Ciononostante, la distribuzione delle intenzioni di voto non ha subito, in questo stesso periodo, alcun mutamento particolarmente significativo. Il Popolo della Libertà rimane stabile attorno al 30 per cento (con una variazione minima, addirittura di lieve crescita, rispetto alla settimana scorsa). Anche la Lega appare assestata tra il 10 e l'11 per cento, analogamente a quanto rilevato negli ultimi mesi.
Ci si può domandare il perché di questa apparentemente incomprensibile stabilità, malgrado la tempesta mediatica in corso. Il fatto è spiegabile da una pluralità di motivazioni, tra le quali due appaiono prevalenti. Per un verso, gli elettori di centrodestra appaiono in larga misura già assuefatti alle notizie sullo stile di vita del premier. Il suo interesse per le giovani donne era già emerso, seppure con minore clamore e in assenza dell'interesse della magistratura, mesi fa, anche allora senza effetti rilevanti sulle intenzioni di voto. D'altro canto, soprattutto, i medesimi elettori - anche quelli potenzialmente più mobili e collocati al centro dello schieramento politico - non vedono alternative praticabili alla loro opzione precedente e finiscono, più o meno volentieri, con il confermare la loro fiducia al Cavaliere o, meglio, al Pdl, guardando magari ad altri leader al suo interno. Senza che l'opposizione o il terzo polo riescano a persuaderli. È questo il motivo per cui anche l'elettorato cattolico - che pure dovrebbe essere più sensibile agli ultimi avvenimenti - non appare avere mutato più di tanto le proprie preferenze.

- **Esercizi da svolgere**
1. Secondo il testo di riferimento, in quale fascia percentuale appare assestata la Lega?
2. Riporta dal testo di riferimento, senza alcuna modifica, il passo che comincia con "Ciononostante, la distribuzione" e prosegue fino a "negli ultimi mesi.".

- **Dati**
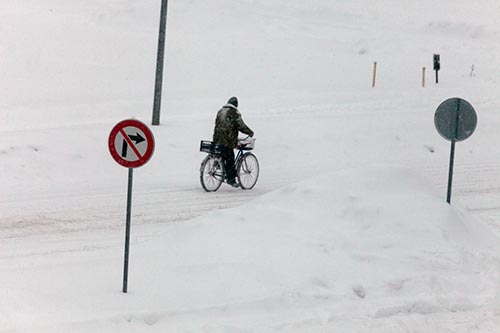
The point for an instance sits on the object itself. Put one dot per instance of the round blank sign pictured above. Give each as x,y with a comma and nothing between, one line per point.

- **Risposte in ordine**
1. Tra il 10 e l'11 per cento.

2.
Ciononostante, la distribuzione delle intenzioni di voto non ha subito, in questo stesso periodo, alcun mutamento particolarmente significativo. Il Popolo della Libertà rimane stabile attorno al 30 per cento (con una variazione minima, addirittura di lieve crescita, rispetto alla settimana scorsa). Anche la Lega appare assestata tra il 10 e l'11 per cento, analogamente a quanto rilevato negli ultimi mesi.